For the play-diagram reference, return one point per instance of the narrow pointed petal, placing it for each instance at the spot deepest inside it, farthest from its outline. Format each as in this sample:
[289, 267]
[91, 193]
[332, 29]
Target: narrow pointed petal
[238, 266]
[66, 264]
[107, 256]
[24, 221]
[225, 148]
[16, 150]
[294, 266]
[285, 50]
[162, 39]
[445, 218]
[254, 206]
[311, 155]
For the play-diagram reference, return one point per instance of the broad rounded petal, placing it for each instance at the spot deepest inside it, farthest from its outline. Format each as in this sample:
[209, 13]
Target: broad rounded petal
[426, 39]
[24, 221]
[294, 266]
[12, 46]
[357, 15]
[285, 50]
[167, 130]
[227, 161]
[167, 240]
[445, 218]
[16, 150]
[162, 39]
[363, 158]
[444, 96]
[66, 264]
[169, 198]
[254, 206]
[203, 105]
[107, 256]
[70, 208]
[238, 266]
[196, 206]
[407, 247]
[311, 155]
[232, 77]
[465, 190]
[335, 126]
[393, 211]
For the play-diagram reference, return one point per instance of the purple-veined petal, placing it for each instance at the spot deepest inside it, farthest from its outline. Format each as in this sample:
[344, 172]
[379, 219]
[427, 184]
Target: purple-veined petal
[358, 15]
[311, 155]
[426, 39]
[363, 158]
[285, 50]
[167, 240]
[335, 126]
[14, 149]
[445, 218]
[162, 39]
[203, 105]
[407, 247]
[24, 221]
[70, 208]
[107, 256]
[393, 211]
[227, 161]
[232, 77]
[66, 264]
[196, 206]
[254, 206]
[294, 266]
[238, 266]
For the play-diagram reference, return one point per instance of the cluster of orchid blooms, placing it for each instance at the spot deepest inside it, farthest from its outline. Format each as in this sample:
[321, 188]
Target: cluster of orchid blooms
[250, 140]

---

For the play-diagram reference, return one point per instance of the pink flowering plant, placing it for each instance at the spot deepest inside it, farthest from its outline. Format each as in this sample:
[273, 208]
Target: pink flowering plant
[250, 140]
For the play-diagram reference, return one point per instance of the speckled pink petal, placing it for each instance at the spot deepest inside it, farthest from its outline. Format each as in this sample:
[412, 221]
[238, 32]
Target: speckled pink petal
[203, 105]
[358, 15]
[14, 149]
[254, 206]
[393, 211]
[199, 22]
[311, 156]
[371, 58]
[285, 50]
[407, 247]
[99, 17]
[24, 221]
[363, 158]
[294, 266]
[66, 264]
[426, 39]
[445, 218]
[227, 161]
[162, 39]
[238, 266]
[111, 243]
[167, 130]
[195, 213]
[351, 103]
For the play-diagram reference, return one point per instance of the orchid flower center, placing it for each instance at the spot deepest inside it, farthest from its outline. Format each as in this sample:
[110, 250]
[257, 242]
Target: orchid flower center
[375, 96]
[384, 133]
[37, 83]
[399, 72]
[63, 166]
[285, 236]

What the task requires
State how many lines of the material above contain the string "veined", matching case exactly. Reply with the number alone.

Exercise answer
2